___ Material for this task

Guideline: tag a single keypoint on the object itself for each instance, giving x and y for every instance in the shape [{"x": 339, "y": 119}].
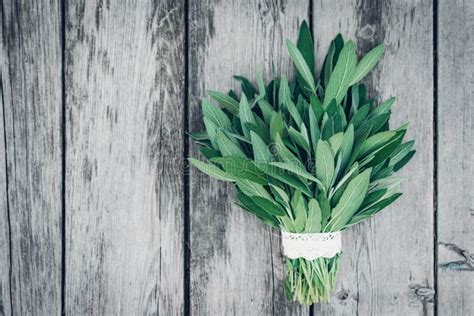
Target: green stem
[{"x": 311, "y": 281}]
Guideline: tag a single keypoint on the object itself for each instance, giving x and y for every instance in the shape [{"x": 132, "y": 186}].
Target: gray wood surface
[
  {"x": 455, "y": 158},
  {"x": 124, "y": 183},
  {"x": 31, "y": 90},
  {"x": 387, "y": 266},
  {"x": 5, "y": 301},
  {"x": 236, "y": 263},
  {"x": 127, "y": 218}
]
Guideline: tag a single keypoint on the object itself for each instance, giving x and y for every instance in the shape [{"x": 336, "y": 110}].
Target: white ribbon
[{"x": 311, "y": 246}]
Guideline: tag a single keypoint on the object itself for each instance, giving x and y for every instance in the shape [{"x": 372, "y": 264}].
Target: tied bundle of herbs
[{"x": 312, "y": 155}]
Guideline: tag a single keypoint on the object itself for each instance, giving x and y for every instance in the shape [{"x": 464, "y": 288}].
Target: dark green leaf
[{"x": 226, "y": 101}]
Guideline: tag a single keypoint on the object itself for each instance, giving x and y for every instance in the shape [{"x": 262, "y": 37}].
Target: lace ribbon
[{"x": 311, "y": 246}]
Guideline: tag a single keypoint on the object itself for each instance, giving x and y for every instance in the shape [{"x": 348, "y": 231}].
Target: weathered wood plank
[
  {"x": 5, "y": 266},
  {"x": 387, "y": 267},
  {"x": 124, "y": 187},
  {"x": 455, "y": 162},
  {"x": 32, "y": 110},
  {"x": 236, "y": 262}
]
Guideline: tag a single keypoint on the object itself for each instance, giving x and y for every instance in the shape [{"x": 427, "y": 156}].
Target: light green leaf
[
  {"x": 269, "y": 206},
  {"x": 215, "y": 115},
  {"x": 245, "y": 115},
  {"x": 342, "y": 75},
  {"x": 374, "y": 142},
  {"x": 301, "y": 65},
  {"x": 313, "y": 223},
  {"x": 346, "y": 146},
  {"x": 293, "y": 112},
  {"x": 252, "y": 189},
  {"x": 367, "y": 63},
  {"x": 277, "y": 126},
  {"x": 350, "y": 201},
  {"x": 335, "y": 141},
  {"x": 227, "y": 147},
  {"x": 261, "y": 152},
  {"x": 211, "y": 170},
  {"x": 305, "y": 46},
  {"x": 211, "y": 129},
  {"x": 324, "y": 164},
  {"x": 298, "y": 138},
  {"x": 241, "y": 168},
  {"x": 226, "y": 101}
]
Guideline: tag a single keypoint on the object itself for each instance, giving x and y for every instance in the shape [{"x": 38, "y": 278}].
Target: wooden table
[{"x": 97, "y": 213}]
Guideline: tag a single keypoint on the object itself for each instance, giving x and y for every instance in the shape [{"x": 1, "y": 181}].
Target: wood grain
[
  {"x": 124, "y": 178},
  {"x": 236, "y": 262},
  {"x": 387, "y": 266},
  {"x": 5, "y": 266},
  {"x": 455, "y": 162},
  {"x": 32, "y": 110}
]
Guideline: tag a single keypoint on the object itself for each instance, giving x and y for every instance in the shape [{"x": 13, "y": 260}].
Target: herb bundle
[{"x": 310, "y": 155}]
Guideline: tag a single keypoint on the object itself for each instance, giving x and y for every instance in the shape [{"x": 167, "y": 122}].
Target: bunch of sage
[{"x": 309, "y": 155}]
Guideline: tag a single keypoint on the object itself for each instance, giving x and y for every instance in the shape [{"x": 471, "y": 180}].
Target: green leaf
[
  {"x": 383, "y": 107},
  {"x": 367, "y": 63},
  {"x": 245, "y": 115},
  {"x": 317, "y": 107},
  {"x": 376, "y": 207},
  {"x": 342, "y": 75},
  {"x": 215, "y": 115},
  {"x": 211, "y": 129},
  {"x": 226, "y": 101},
  {"x": 360, "y": 116},
  {"x": 211, "y": 170},
  {"x": 324, "y": 164},
  {"x": 280, "y": 195},
  {"x": 373, "y": 197},
  {"x": 301, "y": 65},
  {"x": 247, "y": 87},
  {"x": 261, "y": 152},
  {"x": 267, "y": 110},
  {"x": 325, "y": 209},
  {"x": 342, "y": 182},
  {"x": 269, "y": 206},
  {"x": 284, "y": 92},
  {"x": 227, "y": 147},
  {"x": 305, "y": 46},
  {"x": 404, "y": 161},
  {"x": 209, "y": 153},
  {"x": 374, "y": 142},
  {"x": 294, "y": 112},
  {"x": 251, "y": 188},
  {"x": 313, "y": 129},
  {"x": 298, "y": 139},
  {"x": 285, "y": 154},
  {"x": 200, "y": 135},
  {"x": 296, "y": 170},
  {"x": 350, "y": 201},
  {"x": 336, "y": 141},
  {"x": 299, "y": 209},
  {"x": 346, "y": 146},
  {"x": 277, "y": 126},
  {"x": 250, "y": 206},
  {"x": 313, "y": 223},
  {"x": 285, "y": 177},
  {"x": 241, "y": 168}
]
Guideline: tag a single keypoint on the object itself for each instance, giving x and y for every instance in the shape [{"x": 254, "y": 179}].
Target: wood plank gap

______

→ Set problem: Print each entry shown above with exact wording and no pictures.

→ Correct output:
Guideline: tag a single keypoint on the object itself for each instance, giving x and y for every instance in the shape [{"x": 339, "y": 119}].
Target: green stem
[{"x": 311, "y": 281}]
Guideline: tag a single keypoint on the object itself for each instance, giving x and y for every instance in the shape [{"x": 132, "y": 186}].
Target: gray wood surface
[
  {"x": 455, "y": 158},
  {"x": 124, "y": 183},
  {"x": 31, "y": 90},
  {"x": 387, "y": 266},
  {"x": 5, "y": 301},
  {"x": 236, "y": 263},
  {"x": 127, "y": 218}
]
Guideline: tag a single keypoint on the object itself for each instance, giving x and y for every instance in the shape [{"x": 336, "y": 110}].
Target: white ribbon
[{"x": 311, "y": 246}]
Guideline: tag a single keypoint on the object itself for each instance, giving x and y for every instance in the shape [{"x": 372, "y": 264}].
Target: tied bundle of herbs
[{"x": 312, "y": 155}]
Guideline: tag a single keypoint on the object itself for each instance, giving x and y for every instance in the shape [{"x": 464, "y": 288}].
Target: dark green leaf
[{"x": 226, "y": 101}]
Guideline: tag a single keypoint on the object itself for each instance, giving x and y for every instance in the shape [{"x": 262, "y": 37}].
Target: lace ribbon
[{"x": 311, "y": 246}]
Guideline: tag a single keypoint on the object itself for each instance, giving x and y for every instance in the shape [{"x": 348, "y": 231}].
Target: weathered wood plank
[
  {"x": 5, "y": 266},
  {"x": 387, "y": 267},
  {"x": 124, "y": 187},
  {"x": 455, "y": 162},
  {"x": 32, "y": 110},
  {"x": 236, "y": 262}
]
Guideline: tag a single keypoint on the object itself for each instance, giving x and y for every instance in the shape [{"x": 427, "y": 156}].
Target: light green leaf
[
  {"x": 269, "y": 206},
  {"x": 215, "y": 115},
  {"x": 245, "y": 115},
  {"x": 342, "y": 75},
  {"x": 374, "y": 142},
  {"x": 301, "y": 65},
  {"x": 313, "y": 223},
  {"x": 346, "y": 146},
  {"x": 293, "y": 112},
  {"x": 252, "y": 189},
  {"x": 367, "y": 63},
  {"x": 277, "y": 126},
  {"x": 350, "y": 201},
  {"x": 335, "y": 141},
  {"x": 227, "y": 147},
  {"x": 261, "y": 152},
  {"x": 211, "y": 170},
  {"x": 305, "y": 46},
  {"x": 211, "y": 129},
  {"x": 324, "y": 164},
  {"x": 298, "y": 138},
  {"x": 241, "y": 168},
  {"x": 226, "y": 101}
]
Guideline: tag a single keypoint on the object itself for each instance, giving x and y for every instance in the shape [{"x": 38, "y": 278}].
Target: wooden table
[{"x": 97, "y": 213}]
Guideline: tag a single keypoint on the object itself for each instance, giving x and y for every instance in the shape [{"x": 1, "y": 181}].
Target: wood grain
[
  {"x": 124, "y": 178},
  {"x": 236, "y": 262},
  {"x": 387, "y": 266},
  {"x": 5, "y": 266},
  {"x": 455, "y": 162},
  {"x": 32, "y": 110}
]
Guideline: tag a single keypoint on the object itself for each instance, giving x and y for every instance in the shape [{"x": 13, "y": 260}].
Target: herb bundle
[{"x": 310, "y": 155}]
Guideline: tag a single keypoint on the object itself for each instance, giving x and y for every instance in the shape [{"x": 167, "y": 122}].
Target: bunch of sage
[{"x": 309, "y": 155}]
Guideline: tag a single keypoint on the object itself for each instance, giving x and y for every instance in the shape [{"x": 471, "y": 180}].
Target: green leaf
[
  {"x": 383, "y": 107},
  {"x": 367, "y": 63},
  {"x": 245, "y": 115},
  {"x": 317, "y": 107},
  {"x": 376, "y": 207},
  {"x": 342, "y": 75},
  {"x": 215, "y": 115},
  {"x": 211, "y": 129},
  {"x": 226, "y": 101},
  {"x": 360, "y": 116},
  {"x": 211, "y": 170},
  {"x": 324, "y": 164},
  {"x": 280, "y": 195},
  {"x": 373, "y": 197},
  {"x": 301, "y": 65},
  {"x": 247, "y": 87},
  {"x": 261, "y": 152},
  {"x": 267, "y": 110},
  {"x": 325, "y": 209},
  {"x": 342, "y": 182},
  {"x": 269, "y": 206},
  {"x": 284, "y": 92},
  {"x": 227, "y": 147},
  {"x": 305, "y": 46},
  {"x": 404, "y": 161},
  {"x": 209, "y": 153},
  {"x": 374, "y": 142},
  {"x": 294, "y": 112},
  {"x": 251, "y": 188},
  {"x": 313, "y": 129},
  {"x": 298, "y": 139},
  {"x": 285, "y": 154},
  {"x": 200, "y": 135},
  {"x": 296, "y": 170},
  {"x": 350, "y": 201},
  {"x": 336, "y": 141},
  {"x": 299, "y": 209},
  {"x": 346, "y": 146},
  {"x": 277, "y": 126},
  {"x": 250, "y": 206},
  {"x": 313, "y": 223},
  {"x": 285, "y": 177},
  {"x": 241, "y": 168}
]
Guideline: tag a single keypoint on the object itself for each instance, giving x and y for every instance in the shape [{"x": 254, "y": 179}].
Target: wood plank gap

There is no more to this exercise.